- **Requirements**: Give every line of the rows below as a JSON list of strings, one string per line, skipping blank lines. Leave the pictures out.

"""

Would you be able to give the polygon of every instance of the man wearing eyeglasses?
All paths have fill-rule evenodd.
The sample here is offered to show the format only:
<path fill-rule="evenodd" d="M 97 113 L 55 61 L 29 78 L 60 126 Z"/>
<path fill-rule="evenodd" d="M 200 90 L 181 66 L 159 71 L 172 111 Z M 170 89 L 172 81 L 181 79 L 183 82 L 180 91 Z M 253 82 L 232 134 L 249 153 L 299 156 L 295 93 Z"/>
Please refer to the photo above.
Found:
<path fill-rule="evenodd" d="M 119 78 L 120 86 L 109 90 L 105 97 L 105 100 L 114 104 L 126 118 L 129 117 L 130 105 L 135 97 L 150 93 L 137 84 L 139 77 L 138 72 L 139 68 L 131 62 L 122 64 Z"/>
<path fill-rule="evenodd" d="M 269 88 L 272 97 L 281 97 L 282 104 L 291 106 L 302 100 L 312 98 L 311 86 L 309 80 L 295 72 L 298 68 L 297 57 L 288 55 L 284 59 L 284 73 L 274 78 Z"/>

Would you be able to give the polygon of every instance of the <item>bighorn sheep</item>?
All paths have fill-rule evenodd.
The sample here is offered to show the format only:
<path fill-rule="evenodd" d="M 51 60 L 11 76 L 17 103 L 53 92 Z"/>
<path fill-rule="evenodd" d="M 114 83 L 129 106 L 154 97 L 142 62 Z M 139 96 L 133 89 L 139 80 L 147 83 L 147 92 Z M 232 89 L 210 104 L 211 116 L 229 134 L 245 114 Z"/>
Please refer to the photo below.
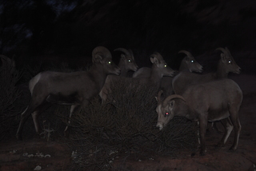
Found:
<path fill-rule="evenodd" d="M 120 69 L 112 62 L 110 52 L 103 46 L 94 48 L 92 61 L 93 66 L 87 72 L 46 71 L 39 73 L 30 81 L 31 100 L 22 113 L 16 134 L 18 140 L 22 140 L 22 129 L 30 114 L 32 114 L 36 132 L 40 133 L 38 118 L 45 102 L 70 105 L 71 117 L 76 107 L 86 106 L 90 100 L 98 94 L 108 74 L 120 74 Z"/>
<path fill-rule="evenodd" d="M 150 76 L 149 78 L 122 78 L 122 79 L 127 81 L 127 82 L 130 82 L 130 86 L 131 86 L 135 83 L 138 83 L 139 85 L 152 85 L 158 89 L 163 76 L 174 77 L 174 71 L 167 66 L 166 62 L 159 53 L 154 52 L 153 54 L 151 54 L 150 62 L 153 65 L 151 66 Z M 108 94 L 110 94 L 112 91 L 111 84 L 113 85 L 113 82 L 119 82 L 120 79 L 120 77 L 118 76 L 112 77 L 110 86 L 108 87 L 105 92 L 103 92 L 104 93 L 102 93 L 101 97 L 102 101 L 106 101 L 106 99 L 108 99 Z"/>
<path fill-rule="evenodd" d="M 186 56 L 182 59 L 178 69 L 178 72 L 189 71 L 189 72 L 202 72 L 202 66 L 195 60 L 191 53 L 186 50 L 180 50 L 178 54 L 183 53 Z M 142 67 L 138 69 L 134 73 L 133 78 L 149 78 L 150 76 L 150 68 Z M 164 77 L 166 78 L 166 77 Z M 167 78 L 170 78 L 167 77 Z"/>
<path fill-rule="evenodd" d="M 218 61 L 217 71 L 207 74 L 196 74 L 190 72 L 180 72 L 173 79 L 173 89 L 175 93 L 181 94 L 191 84 L 198 84 L 217 79 L 227 78 L 230 72 L 239 74 L 241 68 L 234 62 L 230 50 L 226 47 L 217 48 L 221 50 L 221 59 Z"/>
<path fill-rule="evenodd" d="M 183 53 L 186 56 L 182 59 L 182 63 L 178 69 L 178 73 L 180 72 L 202 72 L 202 66 L 195 60 L 191 53 L 186 50 L 180 50 L 179 53 Z M 178 74 L 176 73 L 176 75 Z M 174 77 L 175 78 L 175 77 Z M 166 97 L 169 95 L 174 93 L 172 81 L 174 78 L 163 77 L 161 82 L 161 89 L 163 89 L 164 97 Z"/>
<path fill-rule="evenodd" d="M 180 50 L 178 54 L 183 53 L 186 56 L 182 59 L 178 69 L 178 73 L 182 71 L 186 72 L 202 72 L 202 66 L 195 60 L 191 53 L 186 50 Z M 148 78 L 150 77 L 150 69 L 147 67 L 142 67 L 136 71 L 133 78 Z M 176 72 L 176 74 L 178 73 Z M 161 82 L 161 89 L 163 89 L 164 97 L 167 97 L 173 94 L 172 81 L 174 78 L 163 77 Z"/>
<path fill-rule="evenodd" d="M 205 134 L 207 121 L 221 121 L 225 134 L 218 143 L 224 146 L 233 128 L 234 140 L 230 149 L 238 148 L 241 125 L 238 110 L 242 101 L 242 93 L 237 83 L 230 79 L 213 81 L 189 86 L 182 95 L 173 94 L 161 101 L 162 91 L 157 97 L 158 114 L 157 127 L 162 129 L 174 116 L 185 117 L 199 121 L 201 154 L 205 154 Z"/>
<path fill-rule="evenodd" d="M 121 51 L 123 54 L 121 54 L 121 59 L 118 63 L 118 67 L 121 70 L 121 74 L 119 76 L 121 77 L 127 77 L 128 71 L 136 71 L 138 70 L 138 66 L 134 60 L 134 53 L 131 50 L 126 50 L 124 48 L 118 48 L 114 51 Z M 111 77 L 111 75 L 108 75 L 106 82 L 108 78 Z"/>
<path fill-rule="evenodd" d="M 114 51 L 119 50 L 124 54 L 121 54 L 121 59 L 118 63 L 118 67 L 121 69 L 121 74 L 119 77 L 126 77 L 127 73 L 130 70 L 136 71 L 138 66 L 134 61 L 134 56 L 131 50 L 126 50 L 124 48 L 118 48 Z M 115 78 L 115 75 L 108 75 L 106 77 L 105 84 L 99 93 L 99 96 L 102 99 L 102 102 L 106 101 L 108 89 L 110 89 L 110 85 L 113 79 Z"/>

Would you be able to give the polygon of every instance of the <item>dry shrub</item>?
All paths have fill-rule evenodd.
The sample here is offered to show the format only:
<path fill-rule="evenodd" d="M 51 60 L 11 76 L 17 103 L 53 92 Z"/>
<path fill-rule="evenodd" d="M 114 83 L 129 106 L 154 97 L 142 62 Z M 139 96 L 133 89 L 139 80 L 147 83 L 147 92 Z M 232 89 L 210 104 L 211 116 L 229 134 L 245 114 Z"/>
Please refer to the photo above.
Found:
<path fill-rule="evenodd" d="M 196 123 L 174 117 L 163 130 L 156 128 L 154 87 L 138 84 L 130 87 L 126 81 L 114 85 L 113 102 L 102 104 L 97 97 L 72 117 L 73 169 L 108 170 L 118 156 L 124 160 L 131 153 L 137 157 L 174 156 L 178 149 L 197 148 Z"/>

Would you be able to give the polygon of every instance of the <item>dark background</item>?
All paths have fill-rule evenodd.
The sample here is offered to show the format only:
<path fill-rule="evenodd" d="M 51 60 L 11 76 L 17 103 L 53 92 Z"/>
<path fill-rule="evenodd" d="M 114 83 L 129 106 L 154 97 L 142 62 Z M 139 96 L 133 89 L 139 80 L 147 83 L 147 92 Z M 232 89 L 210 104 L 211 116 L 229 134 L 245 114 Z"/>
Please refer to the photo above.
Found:
<path fill-rule="evenodd" d="M 186 50 L 207 70 L 226 46 L 243 72 L 256 74 L 254 0 L 2 0 L 0 19 L 0 54 L 18 68 L 86 66 L 104 46 L 116 62 L 113 50 L 130 48 L 140 67 L 158 51 L 178 69 Z"/>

"""

- **Task result**:
[
  "Would you be able to give the polygon of every instance of the man wearing eyeglasses?",
  "All paths have fill-rule evenodd.",
  "The sample here is offered to show the format only:",
  "<path fill-rule=\"evenodd\" d=\"M 97 113 L 55 61 L 29 78 L 60 126 Z\"/>",
  "<path fill-rule=\"evenodd\" d=\"M 200 90 L 181 66 L 159 71 L 172 111 Z M 170 89 L 172 81 L 181 79 L 183 82 L 180 91 Z M 253 82 L 232 134 L 249 153 L 299 156 L 295 93 Z\"/>",
  "Please refer to the photo above.",
  "Found:",
  "<path fill-rule=\"evenodd\" d=\"M 119 78 L 120 86 L 109 90 L 105 97 L 105 100 L 114 104 L 126 118 L 129 117 L 130 105 L 135 97 L 150 93 L 137 84 L 139 77 L 138 72 L 139 68 L 131 62 L 122 64 Z\"/>",
  "<path fill-rule=\"evenodd\" d=\"M 269 88 L 272 97 L 281 97 L 282 104 L 291 106 L 302 100 L 312 98 L 311 86 L 309 80 L 295 72 L 298 68 L 297 57 L 288 55 L 284 59 L 284 73 L 274 78 Z\"/>",
  "Would you be able to give the polygon of every instance of the <item>bighorn sheep</item>?",
  "All paths have fill-rule evenodd.",
  "The sample here is offered to show the format only:",
  "<path fill-rule=\"evenodd\" d=\"M 51 60 L 11 76 L 17 103 L 53 92 Z\"/>",
  "<path fill-rule=\"evenodd\" d=\"M 114 83 L 129 106 L 154 97 L 142 62 Z M 139 96 L 133 89 L 139 80 L 147 83 L 147 92 Z M 232 89 L 210 104 L 211 116 L 229 134 L 245 114 Z\"/>",
  "Please refer to the photo below.",
  "Found:",
  "<path fill-rule=\"evenodd\" d=\"M 120 69 L 112 62 L 110 52 L 103 46 L 94 48 L 92 61 L 93 66 L 87 72 L 46 71 L 39 73 L 30 81 L 31 100 L 22 113 L 16 134 L 18 140 L 22 140 L 22 129 L 30 114 L 32 114 L 36 132 L 40 133 L 38 118 L 45 102 L 70 105 L 71 117 L 76 107 L 86 106 L 90 100 L 98 94 L 108 74 L 120 74 Z\"/>",
  "<path fill-rule=\"evenodd\" d=\"M 150 76 L 149 78 L 122 78 L 122 79 L 127 81 L 127 82 L 130 82 L 130 86 L 131 86 L 135 83 L 138 83 L 139 85 L 152 85 L 158 89 L 163 76 L 174 77 L 174 71 L 167 66 L 166 62 L 159 53 L 154 52 L 153 54 L 151 54 L 150 62 L 153 65 L 151 66 Z M 108 94 L 110 94 L 112 91 L 111 84 L 113 85 L 113 82 L 119 82 L 120 79 L 120 77 L 118 76 L 112 77 L 110 86 L 108 87 L 105 92 L 103 92 L 104 93 L 102 93 L 101 97 L 102 101 L 106 101 L 106 99 L 108 99 Z\"/>",
  "<path fill-rule=\"evenodd\" d=\"M 186 56 L 182 59 L 178 69 L 178 72 L 189 71 L 189 72 L 202 72 L 202 66 L 195 60 L 191 53 L 186 50 L 180 50 L 178 54 L 183 53 Z M 142 67 L 138 69 L 134 73 L 133 78 L 149 78 L 150 76 L 150 68 Z M 164 77 L 166 78 L 166 77 Z M 167 78 L 170 78 L 167 77 Z\"/>",
  "<path fill-rule=\"evenodd\" d=\"M 218 61 L 217 71 L 207 74 L 196 74 L 190 72 L 180 72 L 173 79 L 173 89 L 175 93 L 181 94 L 191 84 L 198 84 L 217 79 L 227 78 L 230 72 L 239 74 L 241 68 L 234 62 L 230 50 L 226 47 L 217 48 L 221 50 L 221 59 Z\"/>",
  "<path fill-rule=\"evenodd\" d=\"M 183 53 L 186 56 L 182 59 L 182 63 L 178 69 L 178 73 L 180 72 L 202 72 L 202 66 L 195 60 L 191 53 L 186 50 L 180 50 L 179 53 Z M 178 74 L 176 73 L 176 75 Z M 174 77 L 175 78 L 175 77 Z M 166 97 L 169 95 L 174 93 L 172 81 L 174 78 L 163 77 L 161 82 L 161 89 L 163 89 L 164 97 Z\"/>",
  "<path fill-rule=\"evenodd\" d=\"M 180 50 L 178 54 L 183 53 L 186 56 L 182 59 L 178 69 L 178 73 L 182 71 L 186 72 L 202 72 L 202 66 L 195 60 L 191 53 L 186 50 Z M 148 78 L 150 77 L 150 69 L 147 67 L 142 67 L 136 71 L 133 78 Z M 176 72 L 176 74 L 178 73 Z M 161 82 L 161 89 L 163 89 L 164 97 L 167 97 L 173 94 L 172 81 L 174 78 L 163 77 Z\"/>",
  "<path fill-rule=\"evenodd\" d=\"M 205 134 L 207 121 L 221 121 L 225 134 L 218 143 L 224 146 L 233 128 L 234 140 L 230 149 L 238 148 L 241 125 L 238 110 L 242 101 L 242 93 L 237 83 L 230 79 L 213 81 L 189 86 L 182 95 L 173 94 L 161 101 L 162 91 L 157 97 L 158 114 L 157 127 L 162 129 L 174 116 L 185 117 L 199 121 L 201 154 L 205 154 Z\"/>",
  "<path fill-rule=\"evenodd\" d=\"M 121 51 L 123 54 L 121 54 L 121 59 L 118 63 L 118 67 L 121 70 L 121 74 L 119 76 L 121 77 L 127 77 L 128 71 L 136 71 L 138 70 L 138 66 L 134 60 L 134 53 L 131 50 L 126 50 L 124 48 L 118 48 L 114 51 Z M 111 77 L 111 75 L 108 75 L 106 82 L 108 78 Z\"/>",
  "<path fill-rule=\"evenodd\" d=\"M 114 51 L 119 50 L 124 54 L 121 54 L 121 59 L 118 63 L 118 67 L 121 69 L 121 74 L 119 77 L 126 77 L 127 73 L 130 70 L 136 71 L 138 66 L 134 61 L 134 56 L 131 50 L 126 50 L 124 48 L 118 48 Z M 115 78 L 115 75 L 108 75 L 106 77 L 105 84 L 99 93 L 99 96 L 102 99 L 102 102 L 106 101 L 108 89 L 110 89 L 110 85 L 113 79 Z\"/>",
  "Would you be able to give the polygon of every instance of the <item>dry shrub</item>?",
  "All paths have fill-rule evenodd.",
  "The sample here is offered to show the format only:",
  "<path fill-rule=\"evenodd\" d=\"M 51 60 L 11 76 L 17 103 L 53 92 Z\"/>",
  "<path fill-rule=\"evenodd\" d=\"M 114 83 L 129 106 L 154 97 L 142 62 Z M 139 96 L 133 89 L 139 80 L 147 83 L 147 92 Z M 232 89 L 210 104 L 211 116 L 229 134 L 245 114 Z\"/>",
  "Please refer to the photo above.",
  "Found:",
  "<path fill-rule=\"evenodd\" d=\"M 196 123 L 174 117 L 163 130 L 156 128 L 154 87 L 138 84 L 130 87 L 126 81 L 114 85 L 113 102 L 102 104 L 97 97 L 72 117 L 73 169 L 108 170 L 118 156 L 124 160 L 131 153 L 137 157 L 174 156 L 178 149 L 197 148 Z\"/>",
  "Would you be able to give the polygon of every instance of the <item>dark background</item>?",
  "All paths have fill-rule evenodd.",
  "The sample here is offered to show the format only:",
  "<path fill-rule=\"evenodd\" d=\"M 51 60 L 11 76 L 17 103 L 53 92 Z\"/>",
  "<path fill-rule=\"evenodd\" d=\"M 114 83 L 129 106 L 154 97 L 142 62 Z M 139 96 L 133 89 L 139 80 L 147 83 L 147 92 Z M 232 89 L 210 104 L 211 116 L 229 134 L 245 114 Z\"/>",
  "Please refer to the photo above.",
  "Found:",
  "<path fill-rule=\"evenodd\" d=\"M 186 50 L 207 70 L 226 46 L 243 72 L 256 74 L 254 0 L 2 0 L 0 19 L 0 54 L 18 68 L 86 66 L 104 46 L 116 62 L 113 50 L 130 48 L 140 67 L 158 51 L 178 69 Z\"/>"
]